Collect every line of the entries below that contains the word "tall", copying each such line in full. Case matters, so a line with only a differently capitalized form does not count.

::::::::

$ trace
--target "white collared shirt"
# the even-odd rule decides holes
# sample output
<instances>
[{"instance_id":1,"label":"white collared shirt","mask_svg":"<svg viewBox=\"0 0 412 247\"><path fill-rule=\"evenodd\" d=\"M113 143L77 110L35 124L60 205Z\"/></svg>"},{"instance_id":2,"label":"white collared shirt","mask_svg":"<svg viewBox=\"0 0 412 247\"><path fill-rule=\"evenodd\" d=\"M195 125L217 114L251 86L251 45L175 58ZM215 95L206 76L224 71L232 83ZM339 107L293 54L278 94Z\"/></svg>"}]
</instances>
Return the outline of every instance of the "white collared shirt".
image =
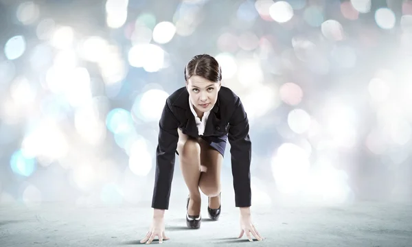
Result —
<instances>
[{"instance_id":1,"label":"white collared shirt","mask_svg":"<svg viewBox=\"0 0 412 247\"><path fill-rule=\"evenodd\" d=\"M206 122L207 121L207 117L209 117L209 114L210 113L210 110L203 113L203 117L202 117L202 120L201 120L200 117L197 116L197 113L196 113L194 111L190 97L189 98L189 106L190 106L190 110L192 110L192 113L193 113L193 115L194 116L194 120L196 121L196 125L198 128L199 135L203 135L203 132L205 132L205 127L206 127Z\"/></svg>"}]
</instances>

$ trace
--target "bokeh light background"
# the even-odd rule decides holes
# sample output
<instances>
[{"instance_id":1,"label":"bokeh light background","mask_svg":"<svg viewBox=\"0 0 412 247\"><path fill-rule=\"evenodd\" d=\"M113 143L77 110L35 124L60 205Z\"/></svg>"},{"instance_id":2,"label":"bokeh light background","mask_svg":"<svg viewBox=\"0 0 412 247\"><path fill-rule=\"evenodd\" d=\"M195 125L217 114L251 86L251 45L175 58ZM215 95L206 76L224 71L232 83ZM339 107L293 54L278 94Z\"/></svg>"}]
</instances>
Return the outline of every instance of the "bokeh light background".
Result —
<instances>
[{"instance_id":1,"label":"bokeh light background","mask_svg":"<svg viewBox=\"0 0 412 247\"><path fill-rule=\"evenodd\" d=\"M250 119L253 204L412 198L412 1L1 0L0 32L0 203L150 207L204 53Z\"/></svg>"}]
</instances>

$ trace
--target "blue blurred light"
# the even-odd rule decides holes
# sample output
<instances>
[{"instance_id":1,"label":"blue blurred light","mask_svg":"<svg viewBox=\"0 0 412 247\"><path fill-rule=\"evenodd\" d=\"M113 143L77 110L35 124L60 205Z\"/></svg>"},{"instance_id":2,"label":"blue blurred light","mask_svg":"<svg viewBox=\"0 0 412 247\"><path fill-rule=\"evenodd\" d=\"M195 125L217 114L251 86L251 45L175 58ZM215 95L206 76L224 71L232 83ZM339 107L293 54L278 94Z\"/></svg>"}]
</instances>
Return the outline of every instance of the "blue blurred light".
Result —
<instances>
[{"instance_id":1,"label":"blue blurred light","mask_svg":"<svg viewBox=\"0 0 412 247\"><path fill-rule=\"evenodd\" d=\"M247 21L254 21L258 16L255 4L250 1L242 3L238 9L238 18Z\"/></svg>"},{"instance_id":2,"label":"blue blurred light","mask_svg":"<svg viewBox=\"0 0 412 247\"><path fill-rule=\"evenodd\" d=\"M129 132L133 129L130 113L122 108L111 110L106 117L106 126L113 134Z\"/></svg>"},{"instance_id":3,"label":"blue blurred light","mask_svg":"<svg viewBox=\"0 0 412 247\"><path fill-rule=\"evenodd\" d=\"M36 169L36 159L25 156L22 150L19 150L12 155L10 166L15 174L30 176Z\"/></svg>"}]
</instances>

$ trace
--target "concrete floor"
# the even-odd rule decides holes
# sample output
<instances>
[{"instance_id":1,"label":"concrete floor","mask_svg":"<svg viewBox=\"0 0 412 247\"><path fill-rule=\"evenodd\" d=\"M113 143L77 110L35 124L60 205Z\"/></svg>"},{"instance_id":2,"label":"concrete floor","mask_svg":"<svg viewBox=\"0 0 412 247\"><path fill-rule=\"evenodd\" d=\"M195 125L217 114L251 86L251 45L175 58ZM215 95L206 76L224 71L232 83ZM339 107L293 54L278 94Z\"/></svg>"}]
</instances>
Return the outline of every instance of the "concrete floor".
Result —
<instances>
[{"instance_id":1,"label":"concrete floor","mask_svg":"<svg viewBox=\"0 0 412 247\"><path fill-rule=\"evenodd\" d=\"M412 204L364 202L350 206L279 206L253 209L264 241L239 235L238 210L223 209L218 222L189 230L185 201L167 211L163 245L253 246L412 246ZM146 204L145 204L146 205ZM179 205L180 206L180 205ZM205 205L203 205L205 206ZM146 206L75 207L45 203L0 206L0 246L115 246L140 244L152 217ZM158 244L157 241L152 244Z\"/></svg>"}]
</instances>

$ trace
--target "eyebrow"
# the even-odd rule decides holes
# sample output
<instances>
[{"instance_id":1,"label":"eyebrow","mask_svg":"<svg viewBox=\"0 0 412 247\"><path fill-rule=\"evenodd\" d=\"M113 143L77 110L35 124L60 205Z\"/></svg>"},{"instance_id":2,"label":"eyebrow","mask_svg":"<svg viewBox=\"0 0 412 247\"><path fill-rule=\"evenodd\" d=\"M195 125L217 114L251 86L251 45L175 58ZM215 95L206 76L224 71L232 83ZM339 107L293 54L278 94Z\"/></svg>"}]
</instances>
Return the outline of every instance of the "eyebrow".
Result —
<instances>
[{"instance_id":1,"label":"eyebrow","mask_svg":"<svg viewBox=\"0 0 412 247\"><path fill-rule=\"evenodd\" d=\"M207 88L207 87L212 86L214 86L214 84L211 84L209 85L207 85L207 86L205 86L205 88ZM198 86L192 86L192 87L195 87L196 89L200 89Z\"/></svg>"}]
</instances>

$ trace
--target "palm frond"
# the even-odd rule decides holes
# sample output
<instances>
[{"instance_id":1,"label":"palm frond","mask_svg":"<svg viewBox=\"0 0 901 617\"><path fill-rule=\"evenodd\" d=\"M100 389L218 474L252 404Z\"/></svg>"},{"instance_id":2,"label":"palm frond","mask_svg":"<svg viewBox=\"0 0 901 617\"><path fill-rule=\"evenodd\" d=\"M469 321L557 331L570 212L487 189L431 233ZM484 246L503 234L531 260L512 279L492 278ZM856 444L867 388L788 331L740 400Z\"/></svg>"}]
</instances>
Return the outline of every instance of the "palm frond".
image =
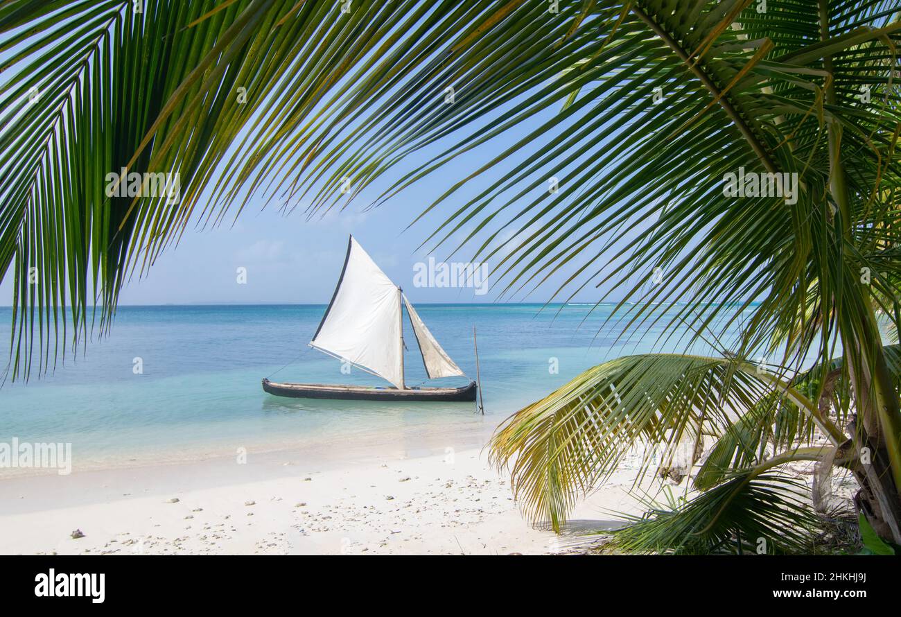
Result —
<instances>
[{"instance_id":1,"label":"palm frond","mask_svg":"<svg viewBox=\"0 0 901 617\"><path fill-rule=\"evenodd\" d=\"M642 474L652 464L668 466L681 442L734 437L739 418L773 397L802 407L808 422L824 427L823 434L844 440L811 401L755 365L649 354L590 368L520 410L496 431L491 457L511 466L514 493L527 515L559 530L576 500L628 454L642 458ZM745 445L757 449L760 442Z\"/></svg>"}]
</instances>

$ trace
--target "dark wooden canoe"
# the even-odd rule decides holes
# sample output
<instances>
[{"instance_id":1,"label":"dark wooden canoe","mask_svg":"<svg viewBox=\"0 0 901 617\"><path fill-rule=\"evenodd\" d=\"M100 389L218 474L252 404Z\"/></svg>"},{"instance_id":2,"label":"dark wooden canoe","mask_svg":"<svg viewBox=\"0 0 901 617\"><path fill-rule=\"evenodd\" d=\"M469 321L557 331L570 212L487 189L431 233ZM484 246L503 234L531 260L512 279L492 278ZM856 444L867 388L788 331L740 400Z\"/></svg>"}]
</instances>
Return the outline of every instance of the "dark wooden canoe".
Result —
<instances>
[{"instance_id":1,"label":"dark wooden canoe","mask_svg":"<svg viewBox=\"0 0 901 617\"><path fill-rule=\"evenodd\" d=\"M327 386L324 384L287 384L263 379L263 390L276 396L293 398L331 398L350 401L475 401L476 382L459 388L396 387L371 386Z\"/></svg>"}]
</instances>

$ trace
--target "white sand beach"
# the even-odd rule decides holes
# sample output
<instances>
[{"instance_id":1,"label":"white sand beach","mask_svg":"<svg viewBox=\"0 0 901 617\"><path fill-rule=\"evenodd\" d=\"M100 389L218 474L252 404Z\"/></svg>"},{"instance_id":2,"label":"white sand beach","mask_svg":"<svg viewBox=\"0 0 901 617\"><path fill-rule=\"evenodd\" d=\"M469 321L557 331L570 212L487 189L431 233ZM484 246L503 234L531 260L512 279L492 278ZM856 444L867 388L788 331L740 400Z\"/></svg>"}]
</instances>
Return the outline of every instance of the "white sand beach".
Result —
<instances>
[{"instance_id":1,"label":"white sand beach","mask_svg":"<svg viewBox=\"0 0 901 617\"><path fill-rule=\"evenodd\" d=\"M409 437L409 436L407 436ZM531 526L471 437L391 440L0 479L4 554L543 554L635 512L618 473L564 533ZM446 441L446 436L438 441ZM73 538L76 530L84 534ZM77 535L77 534L76 534Z\"/></svg>"}]
</instances>

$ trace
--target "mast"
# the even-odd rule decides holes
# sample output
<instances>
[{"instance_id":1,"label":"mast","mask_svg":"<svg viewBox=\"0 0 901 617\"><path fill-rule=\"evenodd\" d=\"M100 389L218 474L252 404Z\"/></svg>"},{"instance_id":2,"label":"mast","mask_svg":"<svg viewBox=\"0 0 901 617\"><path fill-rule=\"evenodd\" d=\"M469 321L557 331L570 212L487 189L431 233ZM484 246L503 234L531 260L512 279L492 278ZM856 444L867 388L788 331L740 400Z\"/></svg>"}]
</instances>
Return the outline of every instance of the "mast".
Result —
<instances>
[{"instance_id":1,"label":"mast","mask_svg":"<svg viewBox=\"0 0 901 617\"><path fill-rule=\"evenodd\" d=\"M397 326L400 333L400 389L406 389L404 381L404 290L397 287Z\"/></svg>"}]
</instances>

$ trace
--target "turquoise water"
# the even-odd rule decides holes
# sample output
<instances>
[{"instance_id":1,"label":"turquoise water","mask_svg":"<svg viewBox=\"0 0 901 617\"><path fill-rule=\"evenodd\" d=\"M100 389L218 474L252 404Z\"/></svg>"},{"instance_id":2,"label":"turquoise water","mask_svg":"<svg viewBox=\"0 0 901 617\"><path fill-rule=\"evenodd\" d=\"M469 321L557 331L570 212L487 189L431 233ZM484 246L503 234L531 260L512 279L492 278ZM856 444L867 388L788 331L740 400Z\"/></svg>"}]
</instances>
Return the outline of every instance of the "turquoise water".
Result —
<instances>
[{"instance_id":1,"label":"turquoise water","mask_svg":"<svg viewBox=\"0 0 901 617\"><path fill-rule=\"evenodd\" d=\"M306 348L322 305L123 306L111 335L90 343L86 355L74 361L67 356L64 366L40 380L0 388L0 441L71 442L80 461L109 463L233 452L242 446L340 443L411 428L490 432L504 417L588 367L653 350L660 330L614 344L621 327L602 327L612 308L418 305L435 338L473 378L472 328L478 328L483 418L471 404L310 401L265 394L264 377L385 385L357 368L342 374L338 360ZM9 308L0 308L0 340L9 340L10 316ZM407 382L416 385L425 374L405 321ZM8 349L3 351L8 357ZM135 358L142 361L141 374L133 371ZM430 385L465 383L448 378Z\"/></svg>"}]
</instances>

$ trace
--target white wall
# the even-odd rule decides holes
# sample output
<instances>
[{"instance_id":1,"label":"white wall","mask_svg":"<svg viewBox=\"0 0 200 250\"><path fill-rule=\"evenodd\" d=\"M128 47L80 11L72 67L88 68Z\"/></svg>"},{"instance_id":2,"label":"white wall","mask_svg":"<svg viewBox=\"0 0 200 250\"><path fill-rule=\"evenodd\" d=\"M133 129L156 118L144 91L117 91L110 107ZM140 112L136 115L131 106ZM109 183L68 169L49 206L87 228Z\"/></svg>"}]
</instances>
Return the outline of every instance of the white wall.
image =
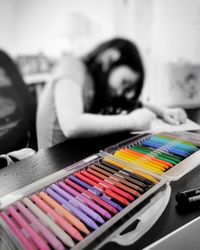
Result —
<instances>
[{"instance_id":1,"label":"white wall","mask_svg":"<svg viewBox=\"0 0 200 250\"><path fill-rule=\"evenodd\" d=\"M15 0L0 0L0 49L11 52L15 43L13 37L15 36L15 28L13 26L16 20Z\"/></svg>"},{"instance_id":2,"label":"white wall","mask_svg":"<svg viewBox=\"0 0 200 250\"><path fill-rule=\"evenodd\" d=\"M200 1L154 0L151 60L151 99L176 104L169 84L168 65L200 64ZM183 102L183 100L182 100Z\"/></svg>"},{"instance_id":3,"label":"white wall","mask_svg":"<svg viewBox=\"0 0 200 250\"><path fill-rule=\"evenodd\" d=\"M13 43L7 45L13 54L38 51L57 54L64 47L61 34L64 31L65 17L71 11L81 12L92 21L92 37L89 39L93 43L114 34L113 0L9 1L10 5L15 7L15 20L7 17L15 29ZM7 15L9 8L3 8L2 11Z\"/></svg>"}]
</instances>

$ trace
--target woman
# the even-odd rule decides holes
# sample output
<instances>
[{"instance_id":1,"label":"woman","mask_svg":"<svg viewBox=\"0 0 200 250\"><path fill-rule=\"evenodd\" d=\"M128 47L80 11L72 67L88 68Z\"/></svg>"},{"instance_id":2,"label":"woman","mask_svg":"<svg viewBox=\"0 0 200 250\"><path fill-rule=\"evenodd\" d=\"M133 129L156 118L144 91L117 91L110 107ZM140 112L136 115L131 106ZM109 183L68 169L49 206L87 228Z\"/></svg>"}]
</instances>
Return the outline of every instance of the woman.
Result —
<instances>
[{"instance_id":1,"label":"woman","mask_svg":"<svg viewBox=\"0 0 200 250\"><path fill-rule=\"evenodd\" d=\"M171 124L185 122L182 109L142 106L143 82L139 51L125 39L102 43L83 60L66 57L40 99L39 148L67 138L147 129L156 115Z\"/></svg>"}]
</instances>

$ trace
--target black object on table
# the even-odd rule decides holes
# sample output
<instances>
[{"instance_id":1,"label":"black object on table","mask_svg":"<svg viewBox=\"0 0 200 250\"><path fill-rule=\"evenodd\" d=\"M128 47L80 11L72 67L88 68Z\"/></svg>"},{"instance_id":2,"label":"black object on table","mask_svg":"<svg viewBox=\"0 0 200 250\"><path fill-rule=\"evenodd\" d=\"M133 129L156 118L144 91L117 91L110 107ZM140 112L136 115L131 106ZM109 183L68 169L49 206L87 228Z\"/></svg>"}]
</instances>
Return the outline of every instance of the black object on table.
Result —
<instances>
[{"instance_id":1,"label":"black object on table","mask_svg":"<svg viewBox=\"0 0 200 250\"><path fill-rule=\"evenodd\" d=\"M113 134L95 139L68 140L47 150L40 150L36 155L17 162L11 167L0 169L0 198L127 138L130 138L130 134ZM134 245L121 247L109 243L102 249L142 249L200 216L200 206L188 209L181 208L177 206L175 199L177 192L199 186L199 184L200 168L196 167L180 180L170 184L172 194L164 213L154 226Z\"/></svg>"}]
</instances>

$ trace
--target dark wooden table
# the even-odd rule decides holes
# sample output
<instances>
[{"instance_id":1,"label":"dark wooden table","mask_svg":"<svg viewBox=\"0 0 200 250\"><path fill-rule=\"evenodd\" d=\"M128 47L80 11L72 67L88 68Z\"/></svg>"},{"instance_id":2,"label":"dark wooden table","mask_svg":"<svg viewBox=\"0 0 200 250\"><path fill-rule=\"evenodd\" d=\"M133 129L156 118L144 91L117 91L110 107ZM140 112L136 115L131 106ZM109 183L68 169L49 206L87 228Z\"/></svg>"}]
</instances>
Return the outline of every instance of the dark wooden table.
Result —
<instances>
[{"instance_id":1,"label":"dark wooden table","mask_svg":"<svg viewBox=\"0 0 200 250\"><path fill-rule=\"evenodd\" d=\"M36 155L17 162L12 167L0 169L0 198L128 137L129 134L118 134L97 139L69 140L48 150L40 150ZM200 186L199 167L171 183L171 198L162 216L140 240L126 249L142 249L200 216L200 205L180 209L175 200L178 191L196 186ZM108 248L123 249L113 243L107 244L103 249Z\"/></svg>"}]
</instances>

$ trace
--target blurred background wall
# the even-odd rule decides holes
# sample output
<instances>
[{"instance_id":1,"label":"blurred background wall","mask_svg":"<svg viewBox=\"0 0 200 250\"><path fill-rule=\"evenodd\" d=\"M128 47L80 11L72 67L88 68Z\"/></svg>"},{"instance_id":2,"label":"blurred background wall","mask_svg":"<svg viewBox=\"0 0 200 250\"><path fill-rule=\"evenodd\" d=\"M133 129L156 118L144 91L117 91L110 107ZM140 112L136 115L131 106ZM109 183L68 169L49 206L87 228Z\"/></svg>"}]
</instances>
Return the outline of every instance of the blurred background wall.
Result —
<instances>
[{"instance_id":1,"label":"blurred background wall","mask_svg":"<svg viewBox=\"0 0 200 250\"><path fill-rule=\"evenodd\" d=\"M200 0L0 0L0 19L0 48L15 58L83 55L127 37L143 56L145 100L200 107ZM187 79L195 96L183 91Z\"/></svg>"}]
</instances>

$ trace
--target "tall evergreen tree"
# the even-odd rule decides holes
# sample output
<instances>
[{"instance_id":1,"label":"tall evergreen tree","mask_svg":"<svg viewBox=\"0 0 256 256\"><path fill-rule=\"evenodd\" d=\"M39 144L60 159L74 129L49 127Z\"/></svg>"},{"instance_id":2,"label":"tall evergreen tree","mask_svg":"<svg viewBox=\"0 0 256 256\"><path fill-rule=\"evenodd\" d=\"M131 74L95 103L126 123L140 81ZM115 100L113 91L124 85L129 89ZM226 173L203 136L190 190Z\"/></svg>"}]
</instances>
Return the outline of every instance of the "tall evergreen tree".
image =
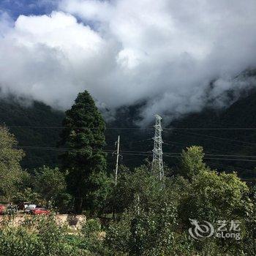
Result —
<instances>
[{"instance_id":1,"label":"tall evergreen tree","mask_svg":"<svg viewBox=\"0 0 256 256\"><path fill-rule=\"evenodd\" d=\"M106 169L105 124L90 94L80 93L70 110L66 111L61 144L67 151L61 156L64 170L68 170L67 187L74 197L75 210L89 206L95 187L90 177Z\"/></svg>"}]
</instances>

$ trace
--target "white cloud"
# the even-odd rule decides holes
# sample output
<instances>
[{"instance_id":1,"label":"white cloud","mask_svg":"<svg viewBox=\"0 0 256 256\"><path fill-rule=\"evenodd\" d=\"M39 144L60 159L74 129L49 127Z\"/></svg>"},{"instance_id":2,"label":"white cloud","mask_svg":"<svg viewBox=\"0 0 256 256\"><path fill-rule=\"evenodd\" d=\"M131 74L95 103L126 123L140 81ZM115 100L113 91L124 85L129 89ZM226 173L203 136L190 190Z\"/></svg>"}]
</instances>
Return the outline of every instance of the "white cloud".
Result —
<instances>
[{"instance_id":1,"label":"white cloud","mask_svg":"<svg viewBox=\"0 0 256 256\"><path fill-rule=\"evenodd\" d=\"M256 66L255 16L255 0L63 0L4 26L0 84L62 108L86 89L112 109L146 99L147 121L200 110L216 79L207 97L223 105L252 83L232 78Z\"/></svg>"}]
</instances>

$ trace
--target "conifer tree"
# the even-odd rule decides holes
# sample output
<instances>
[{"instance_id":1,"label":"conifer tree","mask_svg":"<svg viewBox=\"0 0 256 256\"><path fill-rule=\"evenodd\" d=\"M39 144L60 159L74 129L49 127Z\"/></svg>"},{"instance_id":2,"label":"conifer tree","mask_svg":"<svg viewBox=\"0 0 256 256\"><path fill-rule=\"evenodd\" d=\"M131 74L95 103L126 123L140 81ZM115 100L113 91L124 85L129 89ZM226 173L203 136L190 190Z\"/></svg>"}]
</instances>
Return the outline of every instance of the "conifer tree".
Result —
<instances>
[{"instance_id":1,"label":"conifer tree","mask_svg":"<svg viewBox=\"0 0 256 256\"><path fill-rule=\"evenodd\" d=\"M74 197L76 212L89 204L94 184L90 176L106 170L105 124L90 94L78 94L75 104L66 111L61 144L67 151L61 156L62 167L68 170L67 187Z\"/></svg>"}]
</instances>

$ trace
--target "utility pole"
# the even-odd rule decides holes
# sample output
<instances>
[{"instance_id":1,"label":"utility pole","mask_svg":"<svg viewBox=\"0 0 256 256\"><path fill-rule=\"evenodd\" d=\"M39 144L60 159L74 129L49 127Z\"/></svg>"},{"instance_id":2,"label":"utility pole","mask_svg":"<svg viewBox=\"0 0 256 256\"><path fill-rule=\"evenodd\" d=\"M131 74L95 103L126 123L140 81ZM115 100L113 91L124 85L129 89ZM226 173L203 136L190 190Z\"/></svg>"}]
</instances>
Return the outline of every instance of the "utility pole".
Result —
<instances>
[{"instance_id":1,"label":"utility pole","mask_svg":"<svg viewBox=\"0 0 256 256\"><path fill-rule=\"evenodd\" d=\"M152 161L152 171L157 175L160 180L164 177L164 165L162 162L162 117L157 114L154 116L156 117L156 124L154 127L154 149L153 151L153 161Z\"/></svg>"},{"instance_id":2,"label":"utility pole","mask_svg":"<svg viewBox=\"0 0 256 256\"><path fill-rule=\"evenodd\" d=\"M118 172L118 160L119 160L119 148L120 148L120 135L117 138L117 151L116 151L116 175L115 175L115 186L117 184L117 173Z\"/></svg>"}]
</instances>

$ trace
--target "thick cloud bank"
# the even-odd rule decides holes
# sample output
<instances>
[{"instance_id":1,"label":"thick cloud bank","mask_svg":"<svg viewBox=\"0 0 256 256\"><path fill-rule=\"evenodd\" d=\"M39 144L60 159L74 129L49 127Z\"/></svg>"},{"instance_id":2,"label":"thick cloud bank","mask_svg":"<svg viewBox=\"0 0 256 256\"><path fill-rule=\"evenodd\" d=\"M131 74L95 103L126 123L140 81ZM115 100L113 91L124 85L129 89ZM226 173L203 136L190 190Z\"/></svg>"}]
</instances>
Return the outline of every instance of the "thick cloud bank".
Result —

::::::::

**RESPONSE TO THE TASK:**
--target "tall evergreen tree"
[{"instance_id":1,"label":"tall evergreen tree","mask_svg":"<svg viewBox=\"0 0 256 256\"><path fill-rule=\"evenodd\" d=\"M39 144L60 159L74 129L49 127Z\"/></svg>"},{"instance_id":2,"label":"tall evergreen tree","mask_svg":"<svg viewBox=\"0 0 256 256\"><path fill-rule=\"evenodd\" d=\"M131 74L95 103L126 123L140 81ZM115 100L113 91L124 85L129 89ZM226 173L203 136L190 190Z\"/></svg>"}]
Return the outline of every instance of the "tall evergreen tree".
[{"instance_id":1,"label":"tall evergreen tree","mask_svg":"<svg viewBox=\"0 0 256 256\"><path fill-rule=\"evenodd\" d=\"M106 169L105 124L90 94L80 93L70 110L66 111L61 144L67 151L61 156L64 170L68 170L67 187L74 197L75 210L89 206L95 187L90 177Z\"/></svg>"}]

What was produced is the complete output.